→ TEXT PROVIDED:
# Microwave small enough to go into overhead cupboard???



## Charlieswidger (Mar 25, 2012)

Hi, I am a newbie to Campervaning and wild camping, so still kitting out our Motorhome.  So my question is - Where do you find a microwave small enough to fit in an overhead locker?  There is a socket and a strap (to hold it in) in the locker already, as if there was one there before.  Any comments welcome.
Charlieswidger owner of Fiat Ci 656


----------



## vindiboy (Mar 25, 2012)

There are lots of smaller Microwaves out there, I saw one in Asda the other day, I don't like Microwaves fitted above head height as  you can have  a bad accident from boiling liquid spilling on you as you lift the  food or whatever out of a high Microwave, each to their own though.


----------



## shortcircuit (Mar 25, 2012)

Comet, Asda, wherever.  Measure the space you have then go shopping.  Leave enough space to allow micro to breath.  I have a 700w unit which is OK for my needs.  Before going for a larger unit you have to consider that some hookups will be only 6 amps and this will not run the larger microwaves.  If off a generator then that then gets bigger with the larger micro roughly 50% more wattage of microwave


----------



## oldish hippy (Mar 26, 2012)

Could it have been for a tv .


----------



## Charlieswidger (Mar 26, 2012)

*Thanks for your advise.*



vindiboy said:


> There are lots of smaller Microwaves out there, I saw one in Asda the other day, I don't like Microwaves fitted above head height as  you can have  a bad accident from boiling liquid spilling on you as you lift the  food or whatever out of a high Microwave, each to their own though.



Thanks for your advise, I didn't think about that, but we don't have any cupboards lower down that would be suitable.  I think maybe we should just do what we can with the hob and grill we have.

→ SOURCE DATA:
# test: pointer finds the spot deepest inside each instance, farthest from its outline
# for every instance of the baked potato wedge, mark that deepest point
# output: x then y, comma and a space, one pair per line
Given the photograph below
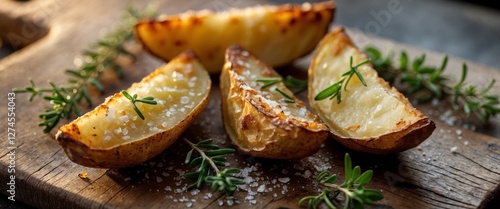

→ TASK DIRECTIONS: In the microwave thread, what wattage is the microwave that shortcircuit says they own?

→ TASK ANSWER: A 700-watt unit.